Task brief: In the material below, find each line with the word "sleeve" and copy it.

Information:
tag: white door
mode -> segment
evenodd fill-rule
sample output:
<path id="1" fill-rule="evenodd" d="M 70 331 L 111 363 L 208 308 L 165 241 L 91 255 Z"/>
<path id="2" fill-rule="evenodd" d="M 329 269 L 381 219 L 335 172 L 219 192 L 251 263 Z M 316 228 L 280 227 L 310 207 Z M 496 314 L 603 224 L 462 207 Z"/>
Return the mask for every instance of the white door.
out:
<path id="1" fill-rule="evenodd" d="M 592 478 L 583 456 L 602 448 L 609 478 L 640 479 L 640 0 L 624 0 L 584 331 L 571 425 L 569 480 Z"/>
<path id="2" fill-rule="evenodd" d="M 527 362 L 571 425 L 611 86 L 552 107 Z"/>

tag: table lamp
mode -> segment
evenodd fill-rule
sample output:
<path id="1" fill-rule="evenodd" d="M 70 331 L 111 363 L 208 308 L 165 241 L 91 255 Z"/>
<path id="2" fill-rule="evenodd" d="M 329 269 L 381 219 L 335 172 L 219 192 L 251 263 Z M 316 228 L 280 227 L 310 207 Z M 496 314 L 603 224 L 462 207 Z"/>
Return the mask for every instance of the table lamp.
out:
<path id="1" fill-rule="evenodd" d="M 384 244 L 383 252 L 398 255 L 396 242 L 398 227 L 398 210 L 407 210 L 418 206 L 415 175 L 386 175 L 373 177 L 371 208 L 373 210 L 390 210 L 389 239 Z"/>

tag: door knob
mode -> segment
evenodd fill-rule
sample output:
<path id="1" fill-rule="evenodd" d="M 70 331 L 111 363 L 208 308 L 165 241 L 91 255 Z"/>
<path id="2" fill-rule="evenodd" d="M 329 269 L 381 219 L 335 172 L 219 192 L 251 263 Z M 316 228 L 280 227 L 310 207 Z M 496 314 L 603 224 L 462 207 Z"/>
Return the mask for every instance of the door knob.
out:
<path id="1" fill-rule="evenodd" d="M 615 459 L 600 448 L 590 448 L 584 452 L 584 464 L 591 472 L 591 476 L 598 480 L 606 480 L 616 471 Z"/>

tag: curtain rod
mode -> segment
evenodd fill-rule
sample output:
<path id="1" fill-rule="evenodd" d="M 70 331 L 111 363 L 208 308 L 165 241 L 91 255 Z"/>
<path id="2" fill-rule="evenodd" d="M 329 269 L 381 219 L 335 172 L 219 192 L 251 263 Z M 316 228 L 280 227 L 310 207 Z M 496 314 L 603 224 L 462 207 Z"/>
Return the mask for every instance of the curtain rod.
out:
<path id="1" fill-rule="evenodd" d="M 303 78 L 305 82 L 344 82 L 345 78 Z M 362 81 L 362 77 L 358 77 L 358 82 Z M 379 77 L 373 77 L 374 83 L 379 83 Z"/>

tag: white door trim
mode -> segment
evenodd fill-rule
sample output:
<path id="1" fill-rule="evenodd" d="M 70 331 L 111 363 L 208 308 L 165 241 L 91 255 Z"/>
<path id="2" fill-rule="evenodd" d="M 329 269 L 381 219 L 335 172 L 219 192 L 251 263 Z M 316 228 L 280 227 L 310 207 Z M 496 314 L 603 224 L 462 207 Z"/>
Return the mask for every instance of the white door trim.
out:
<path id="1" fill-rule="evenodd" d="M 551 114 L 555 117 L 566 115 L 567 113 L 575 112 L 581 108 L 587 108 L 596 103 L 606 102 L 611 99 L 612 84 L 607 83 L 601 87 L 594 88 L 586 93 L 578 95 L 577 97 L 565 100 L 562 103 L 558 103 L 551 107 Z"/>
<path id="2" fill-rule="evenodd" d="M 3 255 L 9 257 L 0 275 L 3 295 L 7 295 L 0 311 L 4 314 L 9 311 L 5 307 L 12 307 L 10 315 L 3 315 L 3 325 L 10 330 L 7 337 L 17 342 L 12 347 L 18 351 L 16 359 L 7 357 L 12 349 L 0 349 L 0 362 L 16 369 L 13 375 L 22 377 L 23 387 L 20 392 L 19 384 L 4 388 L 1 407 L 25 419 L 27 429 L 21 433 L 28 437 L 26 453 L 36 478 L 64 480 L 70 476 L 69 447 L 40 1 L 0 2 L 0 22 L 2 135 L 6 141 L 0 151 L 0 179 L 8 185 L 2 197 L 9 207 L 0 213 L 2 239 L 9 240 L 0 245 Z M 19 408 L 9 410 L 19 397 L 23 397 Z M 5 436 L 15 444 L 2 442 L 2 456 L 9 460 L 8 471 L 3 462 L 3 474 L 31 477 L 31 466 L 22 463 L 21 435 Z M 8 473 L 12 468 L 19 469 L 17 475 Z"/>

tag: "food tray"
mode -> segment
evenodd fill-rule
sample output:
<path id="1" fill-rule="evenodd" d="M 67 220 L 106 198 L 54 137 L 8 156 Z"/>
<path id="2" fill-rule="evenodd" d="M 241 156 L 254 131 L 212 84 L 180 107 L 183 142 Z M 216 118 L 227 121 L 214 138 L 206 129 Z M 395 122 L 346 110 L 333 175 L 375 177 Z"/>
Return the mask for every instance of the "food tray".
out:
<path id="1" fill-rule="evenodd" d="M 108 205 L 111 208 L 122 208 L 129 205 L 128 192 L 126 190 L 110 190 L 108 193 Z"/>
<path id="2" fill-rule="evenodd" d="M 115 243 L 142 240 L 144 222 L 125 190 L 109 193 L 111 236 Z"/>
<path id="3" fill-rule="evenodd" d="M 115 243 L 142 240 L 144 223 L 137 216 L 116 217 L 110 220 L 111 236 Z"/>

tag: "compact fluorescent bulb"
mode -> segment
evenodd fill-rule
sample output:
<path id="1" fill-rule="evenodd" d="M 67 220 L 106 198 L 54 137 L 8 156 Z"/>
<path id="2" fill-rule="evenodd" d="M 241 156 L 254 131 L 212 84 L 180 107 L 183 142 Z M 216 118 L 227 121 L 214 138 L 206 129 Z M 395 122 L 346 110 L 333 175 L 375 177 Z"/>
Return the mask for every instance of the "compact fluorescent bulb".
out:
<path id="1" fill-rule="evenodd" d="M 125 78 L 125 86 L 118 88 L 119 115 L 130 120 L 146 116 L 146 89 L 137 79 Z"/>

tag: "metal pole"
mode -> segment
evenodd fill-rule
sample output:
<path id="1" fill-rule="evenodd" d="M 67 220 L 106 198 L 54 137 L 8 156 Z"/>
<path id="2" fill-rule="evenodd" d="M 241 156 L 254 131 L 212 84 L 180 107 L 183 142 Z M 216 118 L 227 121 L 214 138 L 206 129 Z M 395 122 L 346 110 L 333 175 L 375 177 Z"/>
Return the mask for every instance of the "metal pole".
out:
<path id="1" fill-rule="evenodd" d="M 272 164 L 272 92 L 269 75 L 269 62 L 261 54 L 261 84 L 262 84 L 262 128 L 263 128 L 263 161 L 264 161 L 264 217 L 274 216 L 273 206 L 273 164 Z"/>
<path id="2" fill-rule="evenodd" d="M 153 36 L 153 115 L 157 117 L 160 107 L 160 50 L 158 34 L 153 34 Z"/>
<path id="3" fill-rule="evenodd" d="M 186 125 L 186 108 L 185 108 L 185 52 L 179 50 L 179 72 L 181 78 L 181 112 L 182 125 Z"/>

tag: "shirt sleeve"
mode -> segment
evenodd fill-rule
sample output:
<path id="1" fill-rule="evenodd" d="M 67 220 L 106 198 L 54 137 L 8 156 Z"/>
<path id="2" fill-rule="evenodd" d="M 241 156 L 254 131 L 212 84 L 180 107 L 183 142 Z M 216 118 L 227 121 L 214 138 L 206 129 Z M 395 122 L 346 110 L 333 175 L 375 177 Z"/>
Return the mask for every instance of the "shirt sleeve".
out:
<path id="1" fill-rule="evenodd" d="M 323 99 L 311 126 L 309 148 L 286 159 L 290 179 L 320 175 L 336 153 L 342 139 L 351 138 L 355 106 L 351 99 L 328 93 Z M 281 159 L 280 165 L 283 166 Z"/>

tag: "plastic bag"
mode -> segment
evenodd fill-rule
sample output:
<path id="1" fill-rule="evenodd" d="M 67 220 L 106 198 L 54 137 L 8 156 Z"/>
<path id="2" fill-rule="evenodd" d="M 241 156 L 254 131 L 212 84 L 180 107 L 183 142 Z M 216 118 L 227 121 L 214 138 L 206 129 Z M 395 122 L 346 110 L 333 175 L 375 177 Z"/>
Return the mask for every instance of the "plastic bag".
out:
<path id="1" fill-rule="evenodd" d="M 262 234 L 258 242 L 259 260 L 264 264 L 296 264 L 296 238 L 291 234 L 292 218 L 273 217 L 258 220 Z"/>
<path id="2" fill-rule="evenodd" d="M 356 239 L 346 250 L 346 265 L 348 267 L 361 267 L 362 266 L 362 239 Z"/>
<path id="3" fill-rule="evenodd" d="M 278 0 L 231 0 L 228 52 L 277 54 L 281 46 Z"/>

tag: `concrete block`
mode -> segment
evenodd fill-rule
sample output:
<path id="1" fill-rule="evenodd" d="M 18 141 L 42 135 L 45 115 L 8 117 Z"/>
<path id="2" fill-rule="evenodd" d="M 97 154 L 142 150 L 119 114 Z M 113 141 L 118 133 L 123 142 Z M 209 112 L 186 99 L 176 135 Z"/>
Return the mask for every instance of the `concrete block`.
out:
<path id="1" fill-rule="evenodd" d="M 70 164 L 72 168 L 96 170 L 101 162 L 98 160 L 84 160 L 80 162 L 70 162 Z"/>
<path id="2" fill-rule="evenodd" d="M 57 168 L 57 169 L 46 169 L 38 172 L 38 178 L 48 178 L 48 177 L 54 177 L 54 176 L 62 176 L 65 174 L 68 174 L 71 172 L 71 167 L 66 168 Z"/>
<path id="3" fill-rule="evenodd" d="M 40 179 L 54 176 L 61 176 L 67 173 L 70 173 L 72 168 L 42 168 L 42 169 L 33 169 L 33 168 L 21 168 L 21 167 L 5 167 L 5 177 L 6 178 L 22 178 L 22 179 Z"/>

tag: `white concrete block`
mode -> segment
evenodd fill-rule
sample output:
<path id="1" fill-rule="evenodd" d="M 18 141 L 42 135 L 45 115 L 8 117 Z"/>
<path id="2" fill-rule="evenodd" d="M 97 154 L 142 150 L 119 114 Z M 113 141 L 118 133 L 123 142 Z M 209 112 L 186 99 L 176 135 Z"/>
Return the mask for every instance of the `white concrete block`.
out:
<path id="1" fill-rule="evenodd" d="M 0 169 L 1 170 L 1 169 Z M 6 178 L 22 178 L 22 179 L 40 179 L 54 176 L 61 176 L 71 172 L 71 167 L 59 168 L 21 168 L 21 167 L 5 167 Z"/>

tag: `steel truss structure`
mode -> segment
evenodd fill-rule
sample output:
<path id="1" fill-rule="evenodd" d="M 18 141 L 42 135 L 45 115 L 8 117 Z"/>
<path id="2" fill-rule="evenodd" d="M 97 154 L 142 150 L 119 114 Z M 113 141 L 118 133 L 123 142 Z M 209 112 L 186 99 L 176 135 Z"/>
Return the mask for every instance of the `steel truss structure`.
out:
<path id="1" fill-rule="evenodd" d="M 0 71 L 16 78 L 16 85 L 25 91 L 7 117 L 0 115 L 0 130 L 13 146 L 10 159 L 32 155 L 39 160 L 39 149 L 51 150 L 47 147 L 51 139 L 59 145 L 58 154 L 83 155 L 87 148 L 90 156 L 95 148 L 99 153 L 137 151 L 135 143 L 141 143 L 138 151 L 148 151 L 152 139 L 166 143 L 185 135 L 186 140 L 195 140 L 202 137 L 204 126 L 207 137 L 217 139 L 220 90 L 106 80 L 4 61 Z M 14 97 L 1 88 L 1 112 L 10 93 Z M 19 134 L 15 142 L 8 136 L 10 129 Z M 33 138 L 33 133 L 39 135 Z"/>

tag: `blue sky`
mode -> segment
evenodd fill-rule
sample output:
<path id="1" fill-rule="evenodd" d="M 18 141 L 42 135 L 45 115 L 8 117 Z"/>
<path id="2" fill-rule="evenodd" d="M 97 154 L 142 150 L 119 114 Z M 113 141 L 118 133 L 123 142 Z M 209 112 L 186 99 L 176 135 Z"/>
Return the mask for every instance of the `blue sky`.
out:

Reply:
tag: "shirt sleeve"
Return the mask for every instance of the "shirt sleeve".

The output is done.